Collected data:
»»
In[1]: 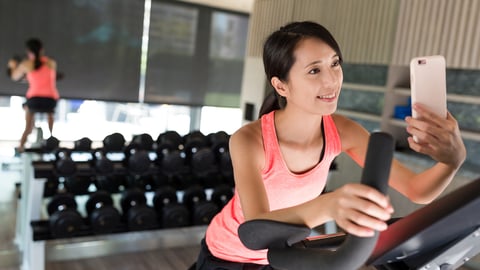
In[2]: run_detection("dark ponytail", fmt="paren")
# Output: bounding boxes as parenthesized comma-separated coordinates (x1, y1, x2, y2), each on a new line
(26, 38, 43, 70)
(258, 91, 286, 118)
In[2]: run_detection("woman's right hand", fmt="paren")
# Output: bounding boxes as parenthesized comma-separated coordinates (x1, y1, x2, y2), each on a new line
(325, 183, 394, 237)
(8, 59, 18, 69)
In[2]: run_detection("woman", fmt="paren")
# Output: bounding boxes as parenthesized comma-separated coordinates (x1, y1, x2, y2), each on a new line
(194, 21, 466, 269)
(8, 38, 60, 152)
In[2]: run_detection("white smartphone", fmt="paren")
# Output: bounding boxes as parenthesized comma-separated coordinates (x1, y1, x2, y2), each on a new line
(410, 55, 447, 142)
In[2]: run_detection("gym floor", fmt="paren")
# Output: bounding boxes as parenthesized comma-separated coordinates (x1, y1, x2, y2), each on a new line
(0, 143, 479, 270)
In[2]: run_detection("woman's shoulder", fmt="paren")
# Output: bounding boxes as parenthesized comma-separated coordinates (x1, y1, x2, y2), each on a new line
(20, 59, 34, 71)
(331, 113, 352, 132)
(331, 113, 370, 149)
(44, 57, 57, 70)
(230, 120, 263, 151)
(231, 120, 262, 142)
(331, 114, 364, 131)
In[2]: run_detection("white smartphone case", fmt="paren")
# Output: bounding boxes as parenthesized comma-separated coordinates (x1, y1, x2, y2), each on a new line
(410, 55, 447, 120)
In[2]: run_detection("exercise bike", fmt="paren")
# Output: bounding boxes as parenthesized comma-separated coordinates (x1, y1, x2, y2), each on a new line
(239, 132, 480, 270)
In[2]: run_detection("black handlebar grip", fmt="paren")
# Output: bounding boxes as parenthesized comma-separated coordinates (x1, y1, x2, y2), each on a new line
(360, 132, 393, 193)
(267, 132, 394, 270)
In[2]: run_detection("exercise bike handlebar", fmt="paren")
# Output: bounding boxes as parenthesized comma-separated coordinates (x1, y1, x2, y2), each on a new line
(238, 132, 394, 270)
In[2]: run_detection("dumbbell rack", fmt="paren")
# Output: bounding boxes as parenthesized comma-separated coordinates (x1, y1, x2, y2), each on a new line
(16, 152, 207, 270)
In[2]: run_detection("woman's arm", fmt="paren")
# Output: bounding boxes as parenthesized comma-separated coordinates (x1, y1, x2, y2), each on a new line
(8, 59, 29, 81)
(46, 58, 57, 70)
(334, 104, 466, 205)
(390, 104, 466, 204)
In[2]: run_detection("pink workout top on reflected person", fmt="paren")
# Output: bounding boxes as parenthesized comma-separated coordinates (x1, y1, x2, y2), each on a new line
(26, 57, 59, 100)
(205, 110, 342, 265)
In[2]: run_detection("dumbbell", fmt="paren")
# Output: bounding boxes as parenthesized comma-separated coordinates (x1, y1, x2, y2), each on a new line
(120, 188, 158, 231)
(85, 191, 121, 234)
(210, 184, 234, 209)
(130, 133, 154, 151)
(189, 147, 220, 188)
(218, 149, 234, 187)
(47, 193, 85, 238)
(92, 149, 114, 175)
(183, 131, 208, 160)
(207, 131, 233, 186)
(153, 186, 190, 228)
(95, 174, 125, 194)
(54, 148, 76, 177)
(183, 131, 221, 187)
(182, 185, 219, 226)
(64, 175, 92, 195)
(91, 149, 123, 193)
(43, 136, 60, 152)
(207, 131, 230, 155)
(124, 145, 152, 176)
(156, 130, 183, 154)
(123, 145, 154, 190)
(103, 132, 126, 152)
(74, 137, 92, 152)
(154, 148, 192, 189)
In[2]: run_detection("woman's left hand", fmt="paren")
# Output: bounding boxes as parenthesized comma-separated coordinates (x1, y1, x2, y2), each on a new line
(405, 103, 466, 168)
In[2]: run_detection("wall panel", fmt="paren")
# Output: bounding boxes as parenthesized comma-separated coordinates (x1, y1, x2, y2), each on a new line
(392, 0, 480, 69)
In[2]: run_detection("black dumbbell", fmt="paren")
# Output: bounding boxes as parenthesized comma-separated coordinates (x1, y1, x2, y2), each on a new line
(182, 185, 219, 226)
(54, 148, 76, 177)
(218, 150, 234, 187)
(183, 131, 208, 159)
(211, 184, 234, 209)
(156, 130, 183, 154)
(120, 188, 158, 231)
(74, 137, 92, 152)
(103, 132, 126, 152)
(64, 175, 92, 195)
(130, 133, 154, 151)
(47, 193, 85, 238)
(43, 136, 60, 152)
(154, 149, 191, 189)
(95, 174, 125, 194)
(124, 145, 154, 190)
(92, 149, 114, 175)
(153, 186, 190, 228)
(124, 146, 152, 176)
(206, 131, 234, 186)
(85, 191, 121, 234)
(91, 149, 123, 193)
(207, 131, 230, 154)
(190, 147, 220, 188)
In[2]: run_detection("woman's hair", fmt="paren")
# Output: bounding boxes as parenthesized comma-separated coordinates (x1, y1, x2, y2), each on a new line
(258, 21, 343, 118)
(26, 38, 43, 70)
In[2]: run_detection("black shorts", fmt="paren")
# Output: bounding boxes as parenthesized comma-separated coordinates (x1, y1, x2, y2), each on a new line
(193, 238, 274, 270)
(24, 97, 57, 113)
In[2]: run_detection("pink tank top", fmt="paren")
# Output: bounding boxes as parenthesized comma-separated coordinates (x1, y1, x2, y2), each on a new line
(26, 57, 59, 100)
(205, 111, 341, 264)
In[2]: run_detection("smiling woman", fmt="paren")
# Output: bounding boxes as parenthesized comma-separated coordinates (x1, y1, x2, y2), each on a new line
(190, 21, 467, 270)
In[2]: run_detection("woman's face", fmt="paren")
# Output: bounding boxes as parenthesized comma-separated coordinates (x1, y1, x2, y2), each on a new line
(280, 37, 343, 115)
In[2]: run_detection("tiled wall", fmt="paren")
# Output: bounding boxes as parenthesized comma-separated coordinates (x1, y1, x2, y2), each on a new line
(342, 63, 388, 86)
(338, 89, 384, 115)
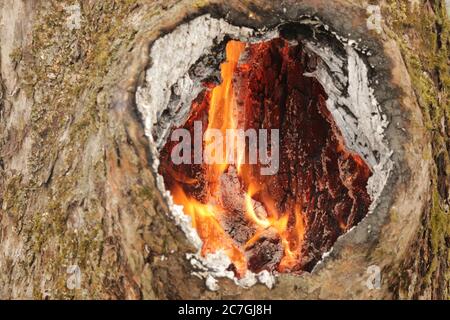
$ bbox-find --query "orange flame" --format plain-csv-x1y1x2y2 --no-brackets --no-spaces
167,40,306,276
««
Task details: Search the data for "wall" and list every line in which it occurs.

Task output:
In[2]: run_detection("wall panel", fmt="paren")
In[2]: run_detection("tiled wall", fmt="paren")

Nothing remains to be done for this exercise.